Now the lion never knew of chaos, but after the defeat of the lupus knights he took there collected knowledge and his discoveries about the beasts that dwelled in the forest and the curruption the had taken root into the planet could never be lifted. he knew that everything he had fought and killed for the btter of his people could be conjured up by spells and witchcraft and easily brought back into our universe

Like do you know how lucky the lion was the his crusade agaisnt the beats was over by the time the emperor arrived because the planet would have been terminated, and the lion never wanted that, so when he took his mantle as primarch he learned of what was to be done to planets touched by the curruption of chaos and he was paranoid thst caliban could be threatened. he sent back luther and his most trusted men to make sure caliban was safe, but the planet was a chaos sanctuary for so long that the dark forces that resided there could never go, and that pretty much why the lion ordered the destruction of his homeworld, because nobody but him could make that descion, look at the gfacts its true, he was paranoid theres no doubt to that


----------



## Bishop120 (Nov 7, 2007)

** WHAT YOU HAVE TO DO **
Answer these questions about the forum post on the lion and Caliban:
(a) Which enemy had the lion defeated before he took their collected knowledge?
(b) According to the post, by what means could everything the lion had fought and killed be conjured up?
(c) Whom did the lion send back to make sure Caliban was safe?

** RECORD SET **
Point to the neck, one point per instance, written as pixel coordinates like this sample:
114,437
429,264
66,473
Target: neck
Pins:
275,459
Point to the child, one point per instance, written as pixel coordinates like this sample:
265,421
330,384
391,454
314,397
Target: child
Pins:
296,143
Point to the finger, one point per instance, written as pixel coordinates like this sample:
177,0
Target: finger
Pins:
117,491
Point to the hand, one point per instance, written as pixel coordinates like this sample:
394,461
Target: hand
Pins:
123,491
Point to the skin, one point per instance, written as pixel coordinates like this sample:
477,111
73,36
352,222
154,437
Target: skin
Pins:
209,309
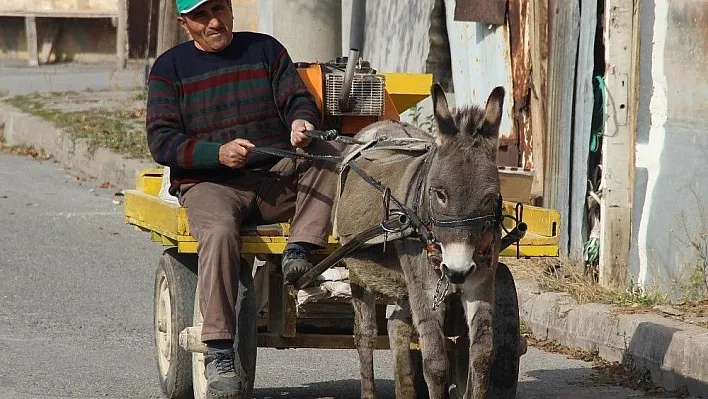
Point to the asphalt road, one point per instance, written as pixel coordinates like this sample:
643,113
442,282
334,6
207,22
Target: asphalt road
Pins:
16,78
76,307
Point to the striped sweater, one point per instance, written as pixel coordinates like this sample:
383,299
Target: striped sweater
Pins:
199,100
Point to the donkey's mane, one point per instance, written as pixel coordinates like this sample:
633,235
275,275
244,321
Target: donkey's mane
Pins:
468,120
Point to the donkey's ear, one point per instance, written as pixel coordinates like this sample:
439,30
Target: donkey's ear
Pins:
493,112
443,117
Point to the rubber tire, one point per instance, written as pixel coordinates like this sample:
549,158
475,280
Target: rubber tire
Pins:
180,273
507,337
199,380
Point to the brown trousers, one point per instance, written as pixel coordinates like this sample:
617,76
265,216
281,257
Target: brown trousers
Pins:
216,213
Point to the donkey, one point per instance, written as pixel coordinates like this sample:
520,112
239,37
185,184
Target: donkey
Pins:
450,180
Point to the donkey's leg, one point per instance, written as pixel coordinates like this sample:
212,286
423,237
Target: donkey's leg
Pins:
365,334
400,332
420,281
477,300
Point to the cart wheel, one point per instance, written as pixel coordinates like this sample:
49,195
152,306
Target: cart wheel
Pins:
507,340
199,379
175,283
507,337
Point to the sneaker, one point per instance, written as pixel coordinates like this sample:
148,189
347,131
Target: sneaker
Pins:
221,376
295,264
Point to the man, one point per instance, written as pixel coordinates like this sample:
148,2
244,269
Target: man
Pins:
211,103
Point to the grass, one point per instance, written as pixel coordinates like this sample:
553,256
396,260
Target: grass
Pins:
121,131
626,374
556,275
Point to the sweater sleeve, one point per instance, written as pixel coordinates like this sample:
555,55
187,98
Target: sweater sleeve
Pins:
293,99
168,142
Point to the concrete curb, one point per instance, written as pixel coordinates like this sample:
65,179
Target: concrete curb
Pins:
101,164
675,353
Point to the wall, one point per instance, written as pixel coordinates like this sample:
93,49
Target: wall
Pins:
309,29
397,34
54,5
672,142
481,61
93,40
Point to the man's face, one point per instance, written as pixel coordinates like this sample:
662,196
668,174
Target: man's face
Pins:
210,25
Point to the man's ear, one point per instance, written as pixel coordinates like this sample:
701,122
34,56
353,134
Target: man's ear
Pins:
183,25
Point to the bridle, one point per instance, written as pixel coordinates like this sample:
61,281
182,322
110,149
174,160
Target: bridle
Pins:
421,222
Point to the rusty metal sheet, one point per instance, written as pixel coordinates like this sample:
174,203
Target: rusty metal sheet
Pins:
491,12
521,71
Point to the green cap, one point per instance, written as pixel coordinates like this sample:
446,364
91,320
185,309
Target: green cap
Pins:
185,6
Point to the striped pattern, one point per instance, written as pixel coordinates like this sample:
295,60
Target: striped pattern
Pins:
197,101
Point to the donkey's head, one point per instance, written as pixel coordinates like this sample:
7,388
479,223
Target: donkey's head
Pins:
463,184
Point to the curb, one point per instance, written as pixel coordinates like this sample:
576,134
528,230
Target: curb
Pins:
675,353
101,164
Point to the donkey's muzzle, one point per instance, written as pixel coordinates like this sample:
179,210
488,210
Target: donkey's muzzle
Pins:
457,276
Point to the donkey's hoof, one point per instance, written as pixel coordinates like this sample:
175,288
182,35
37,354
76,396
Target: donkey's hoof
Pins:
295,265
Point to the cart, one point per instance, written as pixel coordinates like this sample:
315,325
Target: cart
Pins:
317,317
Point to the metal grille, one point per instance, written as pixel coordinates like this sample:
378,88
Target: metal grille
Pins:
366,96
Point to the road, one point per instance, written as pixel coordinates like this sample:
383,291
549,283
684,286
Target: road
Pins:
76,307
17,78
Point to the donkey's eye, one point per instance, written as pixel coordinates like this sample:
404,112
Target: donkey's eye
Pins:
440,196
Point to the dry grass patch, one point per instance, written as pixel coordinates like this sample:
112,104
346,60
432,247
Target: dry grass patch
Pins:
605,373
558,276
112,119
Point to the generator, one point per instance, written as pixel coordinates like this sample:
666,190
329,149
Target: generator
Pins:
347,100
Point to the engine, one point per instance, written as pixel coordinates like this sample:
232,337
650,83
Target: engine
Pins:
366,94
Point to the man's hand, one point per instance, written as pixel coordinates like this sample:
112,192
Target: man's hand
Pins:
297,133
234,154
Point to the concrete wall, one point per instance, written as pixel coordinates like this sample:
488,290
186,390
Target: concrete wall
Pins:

** TASK RESULT **
(a) The lupus knights.
(b) By spells and witchcraft.
(c) Luther and his most trusted men.